Please write out again the records between the lines holding "Expected: for every instance of the rear door" and "136], [341, 155]]", inclusive, requests included, and shift every coordinate in the answers up by 99 while leaving the requests and their sample points as they are.

-- START --

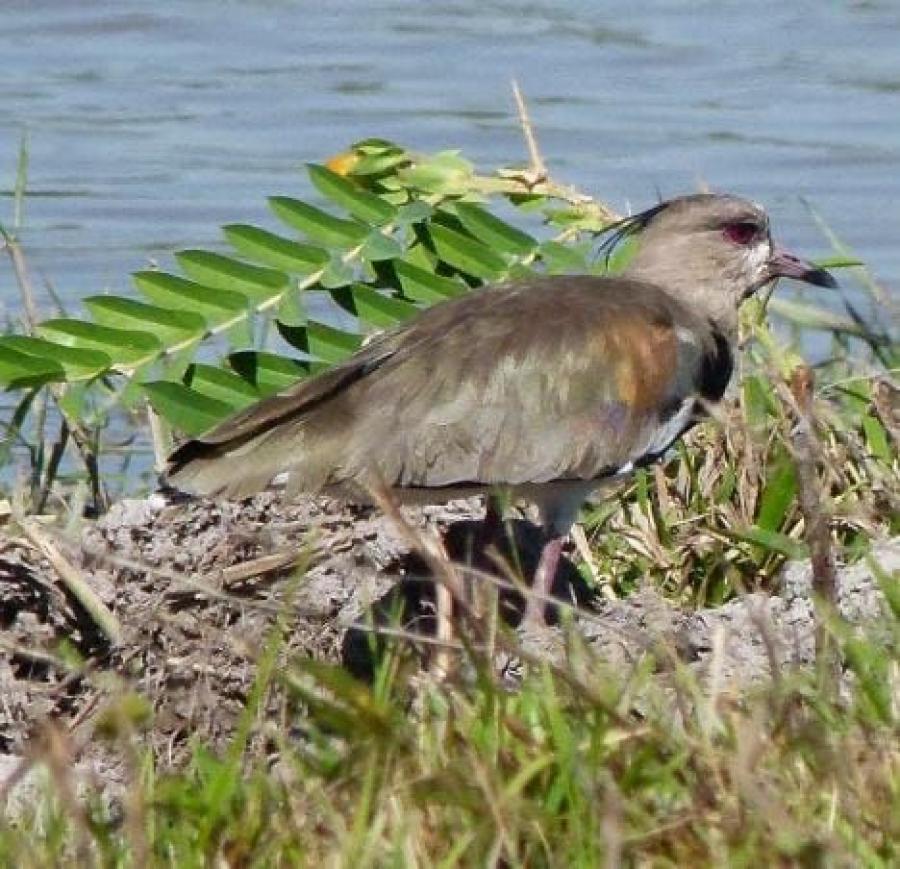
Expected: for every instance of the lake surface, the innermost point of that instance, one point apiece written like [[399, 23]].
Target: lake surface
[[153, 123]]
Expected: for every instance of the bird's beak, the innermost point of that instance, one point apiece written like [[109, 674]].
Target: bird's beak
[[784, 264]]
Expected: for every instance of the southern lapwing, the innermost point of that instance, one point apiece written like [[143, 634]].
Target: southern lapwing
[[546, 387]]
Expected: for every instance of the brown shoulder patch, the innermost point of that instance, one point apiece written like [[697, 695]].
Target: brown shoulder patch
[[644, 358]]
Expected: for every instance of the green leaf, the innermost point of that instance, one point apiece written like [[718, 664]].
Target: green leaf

-- END --
-- START --

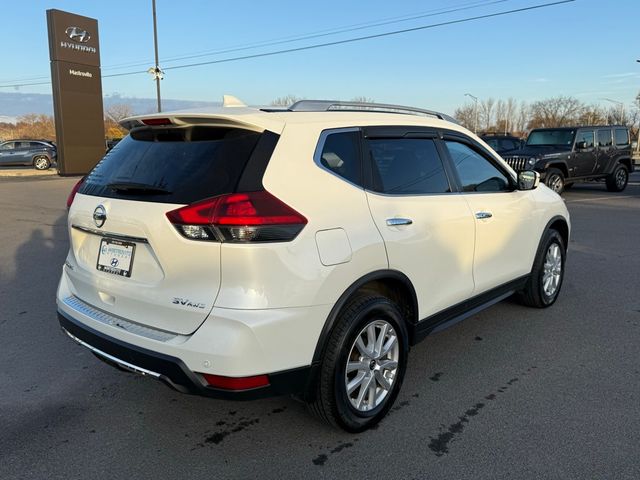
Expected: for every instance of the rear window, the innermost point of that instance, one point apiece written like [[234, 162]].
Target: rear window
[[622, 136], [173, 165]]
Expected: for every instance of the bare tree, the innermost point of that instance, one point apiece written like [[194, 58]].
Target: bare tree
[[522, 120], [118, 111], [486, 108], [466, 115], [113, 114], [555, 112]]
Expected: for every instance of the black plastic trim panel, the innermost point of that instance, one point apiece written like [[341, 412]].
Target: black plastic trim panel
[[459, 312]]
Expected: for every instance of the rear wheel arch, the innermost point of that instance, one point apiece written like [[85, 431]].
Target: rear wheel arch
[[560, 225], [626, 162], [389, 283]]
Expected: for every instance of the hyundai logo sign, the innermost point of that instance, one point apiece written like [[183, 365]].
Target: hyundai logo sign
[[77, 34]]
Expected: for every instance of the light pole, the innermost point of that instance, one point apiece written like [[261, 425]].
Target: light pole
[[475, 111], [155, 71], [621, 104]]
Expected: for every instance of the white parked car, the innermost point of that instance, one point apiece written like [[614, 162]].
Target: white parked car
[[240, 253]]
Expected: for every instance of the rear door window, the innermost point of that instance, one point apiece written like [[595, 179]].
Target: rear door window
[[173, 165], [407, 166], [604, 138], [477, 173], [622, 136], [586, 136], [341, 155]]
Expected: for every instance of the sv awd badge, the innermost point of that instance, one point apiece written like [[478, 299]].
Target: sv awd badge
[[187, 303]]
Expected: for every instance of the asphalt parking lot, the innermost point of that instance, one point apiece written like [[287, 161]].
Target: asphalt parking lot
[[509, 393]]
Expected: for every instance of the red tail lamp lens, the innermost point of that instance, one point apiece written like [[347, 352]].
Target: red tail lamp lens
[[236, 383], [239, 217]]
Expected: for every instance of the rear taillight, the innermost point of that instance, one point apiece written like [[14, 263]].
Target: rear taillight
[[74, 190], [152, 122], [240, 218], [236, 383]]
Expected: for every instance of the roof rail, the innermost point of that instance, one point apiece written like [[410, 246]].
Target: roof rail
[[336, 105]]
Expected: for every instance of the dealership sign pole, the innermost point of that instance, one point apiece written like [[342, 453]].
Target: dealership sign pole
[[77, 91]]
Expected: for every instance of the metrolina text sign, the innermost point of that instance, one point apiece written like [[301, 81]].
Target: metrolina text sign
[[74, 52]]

-- END --
-- START --

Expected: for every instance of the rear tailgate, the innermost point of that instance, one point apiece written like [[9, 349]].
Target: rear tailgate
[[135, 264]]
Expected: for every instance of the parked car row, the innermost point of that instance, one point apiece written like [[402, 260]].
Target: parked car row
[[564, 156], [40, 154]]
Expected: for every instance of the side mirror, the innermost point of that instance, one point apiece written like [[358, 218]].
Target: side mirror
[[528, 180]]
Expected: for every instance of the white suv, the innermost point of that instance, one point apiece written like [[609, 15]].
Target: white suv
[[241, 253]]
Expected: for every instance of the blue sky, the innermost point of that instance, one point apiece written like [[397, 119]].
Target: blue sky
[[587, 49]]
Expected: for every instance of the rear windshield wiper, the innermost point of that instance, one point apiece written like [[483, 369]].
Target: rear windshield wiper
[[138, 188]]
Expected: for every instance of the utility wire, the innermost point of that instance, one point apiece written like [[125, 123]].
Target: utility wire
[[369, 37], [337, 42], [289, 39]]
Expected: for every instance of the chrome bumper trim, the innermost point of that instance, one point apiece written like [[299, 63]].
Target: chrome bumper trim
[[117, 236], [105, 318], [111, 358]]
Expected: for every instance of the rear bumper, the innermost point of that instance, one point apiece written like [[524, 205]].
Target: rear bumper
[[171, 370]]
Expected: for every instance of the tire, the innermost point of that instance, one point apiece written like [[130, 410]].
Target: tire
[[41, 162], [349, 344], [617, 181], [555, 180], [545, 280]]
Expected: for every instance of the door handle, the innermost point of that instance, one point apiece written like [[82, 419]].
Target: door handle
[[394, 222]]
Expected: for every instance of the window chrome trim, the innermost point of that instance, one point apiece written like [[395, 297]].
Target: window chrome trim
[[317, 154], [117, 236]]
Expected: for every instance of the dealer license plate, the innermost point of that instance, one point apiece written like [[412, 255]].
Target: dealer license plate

-- END --

== Response to this exercise ==
Expected: for every instance of the rear door window, the innermost point of that instance, one point apiece written like [[595, 179]].
Target: rear door window
[[272, 264], [506, 265], [703, 237], [576, 272], [721, 235], [685, 235], [440, 254]]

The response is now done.